_WHAT THIS EXERCISE ASKS_
(1) Using the blog post about Faithless, say whether each of these statements agrees with it, answering yes or no and quoting the deciding words: (a) the woman's body turns up in a dumpster; (b) Frølich does not know the murdered woman; (c) the Amazon link is part of an affiliate program.
(2) Retype the passage of the blog post about Faithless between "When the body" and "of Nordic Noir.", inclusive.

>> START SOURCE EXTRACT

I’m delighted to be today’s stop on the blog tour for Faithless by Kjell Ola Dahl. You can read my review of this dark, brooding Nordic Noir thriller below.

FaithlessAbout the Book

When the body of a woman turns up in a dumpster, scalded and wrapped in plastic, Inspector Frank Frølich is shocked to discover that he knows her—and their recent meetings may hold the clue to her murder. As he begins to look deeper into the tragic events surrounding her death, Frølich’s colleague Gunnarstranda finds another body, and things take a more sinister turn. With a cold case involving the murder of a young girl in northern Norway casting a shadow, and an unsettling number of coincidences clouding the plot, Frølich is forced to look into his own past to find the answers – and the killer – before he strikes again. Dark, brooding and utterly chilling, atmospheric page-turner marks the return of an internationally renowned and award-winning series, from one of the fathers of Nordic Noir.

To purchase Faithless from Amazon.co.uk, click here (link provided for convenience, not as part of any affiliate programme)

>> END SOURCE EXTRACT
>> START ENTRIES PROVIDED

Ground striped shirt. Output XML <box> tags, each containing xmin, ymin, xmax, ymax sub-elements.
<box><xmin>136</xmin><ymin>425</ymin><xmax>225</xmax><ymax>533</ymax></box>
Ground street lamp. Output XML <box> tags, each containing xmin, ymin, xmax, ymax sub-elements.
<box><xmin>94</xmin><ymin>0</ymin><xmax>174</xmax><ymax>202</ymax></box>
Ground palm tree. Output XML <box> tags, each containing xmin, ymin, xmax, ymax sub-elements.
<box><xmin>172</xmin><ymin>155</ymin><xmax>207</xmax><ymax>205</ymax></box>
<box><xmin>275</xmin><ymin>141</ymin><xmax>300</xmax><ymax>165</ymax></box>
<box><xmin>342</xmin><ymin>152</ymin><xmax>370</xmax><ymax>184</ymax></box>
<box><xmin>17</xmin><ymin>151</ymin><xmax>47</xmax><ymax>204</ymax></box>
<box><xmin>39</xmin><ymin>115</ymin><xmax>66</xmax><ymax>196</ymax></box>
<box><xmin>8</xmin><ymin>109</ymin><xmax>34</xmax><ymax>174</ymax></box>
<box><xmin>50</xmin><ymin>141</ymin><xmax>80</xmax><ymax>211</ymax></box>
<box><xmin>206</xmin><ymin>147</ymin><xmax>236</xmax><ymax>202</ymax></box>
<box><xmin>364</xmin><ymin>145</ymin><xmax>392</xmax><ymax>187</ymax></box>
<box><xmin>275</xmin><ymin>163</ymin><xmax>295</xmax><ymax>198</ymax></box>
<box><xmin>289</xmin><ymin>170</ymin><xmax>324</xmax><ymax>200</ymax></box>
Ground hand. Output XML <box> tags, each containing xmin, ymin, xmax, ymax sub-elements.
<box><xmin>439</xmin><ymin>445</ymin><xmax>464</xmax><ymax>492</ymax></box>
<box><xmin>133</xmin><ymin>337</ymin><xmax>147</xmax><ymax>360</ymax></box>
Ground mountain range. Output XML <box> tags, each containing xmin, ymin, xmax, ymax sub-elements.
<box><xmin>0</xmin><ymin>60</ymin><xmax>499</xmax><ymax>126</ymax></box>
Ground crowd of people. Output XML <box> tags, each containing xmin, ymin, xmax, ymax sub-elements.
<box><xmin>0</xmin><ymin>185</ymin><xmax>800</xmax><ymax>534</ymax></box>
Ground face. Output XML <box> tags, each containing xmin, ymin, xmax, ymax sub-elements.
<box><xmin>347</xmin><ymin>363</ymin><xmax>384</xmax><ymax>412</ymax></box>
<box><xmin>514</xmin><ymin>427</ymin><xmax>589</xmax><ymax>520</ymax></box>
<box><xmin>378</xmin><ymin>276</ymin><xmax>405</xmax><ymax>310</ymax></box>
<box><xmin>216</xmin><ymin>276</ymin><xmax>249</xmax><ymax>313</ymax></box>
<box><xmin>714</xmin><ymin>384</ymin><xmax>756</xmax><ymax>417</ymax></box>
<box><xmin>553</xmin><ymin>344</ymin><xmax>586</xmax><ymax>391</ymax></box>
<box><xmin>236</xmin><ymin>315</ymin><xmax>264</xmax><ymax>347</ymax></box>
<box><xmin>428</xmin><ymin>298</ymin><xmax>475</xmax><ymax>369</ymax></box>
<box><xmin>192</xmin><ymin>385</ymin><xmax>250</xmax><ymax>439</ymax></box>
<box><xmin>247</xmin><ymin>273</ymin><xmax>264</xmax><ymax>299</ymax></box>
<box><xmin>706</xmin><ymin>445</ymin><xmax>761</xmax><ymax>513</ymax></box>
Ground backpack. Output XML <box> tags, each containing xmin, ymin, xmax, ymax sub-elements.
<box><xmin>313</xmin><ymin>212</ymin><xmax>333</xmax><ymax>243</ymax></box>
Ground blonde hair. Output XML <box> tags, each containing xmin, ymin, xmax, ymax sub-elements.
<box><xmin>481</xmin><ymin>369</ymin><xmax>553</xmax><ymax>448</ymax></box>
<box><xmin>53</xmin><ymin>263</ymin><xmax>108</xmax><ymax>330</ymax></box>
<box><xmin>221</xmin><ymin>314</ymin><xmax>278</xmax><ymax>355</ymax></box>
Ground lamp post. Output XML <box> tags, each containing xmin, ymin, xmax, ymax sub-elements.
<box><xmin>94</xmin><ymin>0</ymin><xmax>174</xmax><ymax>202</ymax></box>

>> END ENTRIES PROVIDED

_PER-TASK OUTPUTS_
(1)
(a) Yes: "the body of a woman turns up in a dumpster"
(b) No: "Inspector Frank Frølich is shocked to discover that he knows her"
(c) No: "not as part of any affiliate programme"

(2)
When the body of a woman turns up in a dumpster, scalded and wrapped in plastic, Inspector Frank Frølich is shocked to discover that he knows her—and their recent meetings may hold the clue to her murder. As he begins to look deeper into the tragic events surrounding her death, Frølich’s colleague Gunnarstranda finds another body, and things take a more sinister turn. With a cold case involving the murder of a young girl in northern Norway casting a shadow, and an unsettling number of coincidences clouding the plot, Frølich is forced to look into his own past to find the answers – and the killer – before he strikes again. Dark, brooding and utterly chilling, atmospheric page-turner marks the return of an internationally renowned and award-winning series, from one of the fathers of Nordic Noir.